### Exercise aim
Write out every record in full, exactly as written, please.
○ ○ ○ ○ ○ ○ ○
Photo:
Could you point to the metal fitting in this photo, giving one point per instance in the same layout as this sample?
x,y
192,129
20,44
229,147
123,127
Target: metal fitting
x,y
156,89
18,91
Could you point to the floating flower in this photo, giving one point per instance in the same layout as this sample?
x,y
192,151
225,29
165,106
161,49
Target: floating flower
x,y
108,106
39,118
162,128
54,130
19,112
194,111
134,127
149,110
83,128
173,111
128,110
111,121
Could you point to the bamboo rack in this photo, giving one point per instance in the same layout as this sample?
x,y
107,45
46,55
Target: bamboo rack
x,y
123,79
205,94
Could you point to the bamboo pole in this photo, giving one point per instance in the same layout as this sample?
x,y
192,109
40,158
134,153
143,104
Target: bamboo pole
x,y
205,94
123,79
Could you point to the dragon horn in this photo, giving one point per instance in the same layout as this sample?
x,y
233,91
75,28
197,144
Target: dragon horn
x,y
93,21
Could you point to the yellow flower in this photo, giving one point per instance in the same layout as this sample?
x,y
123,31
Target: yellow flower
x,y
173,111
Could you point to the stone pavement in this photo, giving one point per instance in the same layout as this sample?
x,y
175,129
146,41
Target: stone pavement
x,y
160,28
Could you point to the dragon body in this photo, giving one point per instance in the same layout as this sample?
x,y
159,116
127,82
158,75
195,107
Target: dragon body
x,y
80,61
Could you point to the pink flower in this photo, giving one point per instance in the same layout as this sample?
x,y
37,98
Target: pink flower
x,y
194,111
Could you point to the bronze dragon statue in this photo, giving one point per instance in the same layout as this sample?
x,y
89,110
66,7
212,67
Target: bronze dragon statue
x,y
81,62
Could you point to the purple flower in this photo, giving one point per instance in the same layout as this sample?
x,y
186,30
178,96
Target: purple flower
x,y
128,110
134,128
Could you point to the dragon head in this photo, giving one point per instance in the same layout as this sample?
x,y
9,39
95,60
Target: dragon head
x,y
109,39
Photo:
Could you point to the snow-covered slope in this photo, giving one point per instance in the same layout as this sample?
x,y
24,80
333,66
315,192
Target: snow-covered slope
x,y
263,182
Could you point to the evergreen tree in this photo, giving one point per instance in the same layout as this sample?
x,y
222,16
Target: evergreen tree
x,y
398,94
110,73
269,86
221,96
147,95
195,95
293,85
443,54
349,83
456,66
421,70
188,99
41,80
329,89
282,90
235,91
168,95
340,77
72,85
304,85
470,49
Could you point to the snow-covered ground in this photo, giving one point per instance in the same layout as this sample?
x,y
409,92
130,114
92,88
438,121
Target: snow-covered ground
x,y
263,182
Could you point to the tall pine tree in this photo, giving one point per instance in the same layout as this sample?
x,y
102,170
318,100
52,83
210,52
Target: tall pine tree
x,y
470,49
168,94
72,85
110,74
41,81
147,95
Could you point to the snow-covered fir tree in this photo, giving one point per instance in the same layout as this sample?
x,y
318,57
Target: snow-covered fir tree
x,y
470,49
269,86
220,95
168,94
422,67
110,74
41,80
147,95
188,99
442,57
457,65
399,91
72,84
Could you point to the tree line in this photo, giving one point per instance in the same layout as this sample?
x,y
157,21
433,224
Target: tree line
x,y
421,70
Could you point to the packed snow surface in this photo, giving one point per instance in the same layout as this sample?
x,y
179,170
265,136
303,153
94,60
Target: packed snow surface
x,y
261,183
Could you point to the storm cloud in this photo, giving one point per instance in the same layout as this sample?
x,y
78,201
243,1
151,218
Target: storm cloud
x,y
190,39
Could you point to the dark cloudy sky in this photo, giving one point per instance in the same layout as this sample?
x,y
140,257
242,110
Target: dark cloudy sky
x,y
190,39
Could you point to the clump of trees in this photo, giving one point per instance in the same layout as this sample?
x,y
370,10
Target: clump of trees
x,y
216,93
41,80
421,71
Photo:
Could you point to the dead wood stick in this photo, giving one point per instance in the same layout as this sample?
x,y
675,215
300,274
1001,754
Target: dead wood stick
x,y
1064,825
○ ○ ○ ○ ○ ○ ○
### Solution for this problem
Photo:
Could you point to the metal fitting in this photo, giving one point per instance in the same layout as this sample?
x,y
192,129
20,44
229,147
123,127
Target: metal fitting
x,y
156,89
18,91
Could you point to the floating flower in this photo, giving one point per instance in the same layout as this sample?
x,y
192,151
225,29
165,106
161,49
Target: floating flower
x,y
108,106
39,118
162,128
54,130
19,112
194,111
134,127
149,110
83,128
173,111
128,110
111,121
Could you point to the bamboo rack in this photo, giving one point per instance in the same layout as this sample?
x,y
107,45
46,55
Target: bamboo rack
x,y
123,79
205,94
Could you point to the bamboo pole in this photo, giving one point per instance in the same layout as this sample?
x,y
192,109
40,158
134,153
143,104
Target: bamboo pole
x,y
205,94
123,79
Could you point to the dragon horn in this photo, giving one point per instance in the same layout as this sample?
x,y
233,91
75,28
197,144
Target: dragon horn
x,y
93,21
Could you point to the yellow flower in this photo, giving one point per instance in the same layout as this sample?
x,y
123,31
Target: yellow flower
x,y
173,111
Could you point to the stone pavement in this photo, giving one point per instance in the same layout as this sample?
x,y
175,129
146,41
Target: stone pavement
x,y
160,28
Could you point to the dragon body in this photo, giving one point per instance in the same layout as this sample?
x,y
159,116
127,82
158,75
195,107
Target: dragon body
x,y
80,61
Could you point to the pink flower in this photo, giving one point per instance in the same layout as this sample?
x,y
37,98
Target: pink flower
x,y
194,111
Could you point to the bronze dragon statue in this photo, giving one point per instance in the same layout as this sample?
x,y
89,110
66,7
212,67
Target: bronze dragon statue
x,y
81,62
Could you point to the purple flower in this photo, giving one point per instance in the same layout as this sample?
x,y
186,30
178,96
Target: purple flower
x,y
128,110
134,128
Could you point to the dragon head in this photo, giving one point per instance in the same layout as this sample?
x,y
9,39
95,60
Target: dragon head
x,y
109,39
Photo:
Could you point to the snow-covered slope in this photo, giving one point per instance in the same layout as this sample?
x,y
24,80
333,66
315,192
Target: snow-covered slope
x,y
263,182
Could you point to the evergreen tree in this photo, giving one point per instance in the same layout as this sample?
x,y
222,16
Target: evergreen tree
x,y
398,94
110,73
269,86
221,96
147,95
195,95
293,85
443,54
349,83
456,66
421,70
188,99
41,80
329,89
282,90
235,91
168,95
340,77
72,85
304,85
470,49
Could you point to the snow-covered ground in this photo, giving one point per instance in the same layout as this sample?
x,y
409,92
130,114
92,88
438,121
Target: snow-covered ground
x,y
263,182
Could you point to the tall pine tree in this photo, giving one point per instance in the same layout as this sample?
x,y
102,170
318,100
52,83
210,52
Target: tall pine tree
x,y
470,49
168,94
72,85
110,74
41,81
147,95
Could you point to the snow-covered fir tree in this photo, giving one point per instance in the same layout as this sample?
x,y
318,57
Target: snow-covered fir tree
x,y
470,49
269,86
220,95
168,94
422,67
110,74
41,80
147,95
188,99
442,57
457,65
399,91
72,84
Could you point to the tree line in this photo, giving one point per instance in the same layout as this sample?
x,y
157,21
433,224
Target: tree line
x,y
421,70
Could you point to the packed snow surface in this photo, giving one point per instance in the same layout as this sample?
x,y
179,170
265,136
303,153
94,60
Target: packed snow surface
x,y
261,183
Could you point to the storm cloud in this photo, giving one point per instance in the same layout as this sample?
x,y
78,201
243,1
151,218
Target: storm cloud
x,y
190,39
Could you point to the dark cloudy sky in this photo, giving one point per instance in the same layout as this sample?
x,y
140,257
242,110
Target: dark cloudy sky
x,y
190,39
Could you point to the clump of trees in this photo, giving one point per instance in the same layout as this sample?
x,y
370,10
Target: clump of trees
x,y
216,93
41,80
421,71
Photo:
Could you point to the dead wood stick in this photo, giving one point per instance in the same layout as this sample?
x,y
675,215
300,274
1001,754
Target: dead wood stick
x,y
1064,825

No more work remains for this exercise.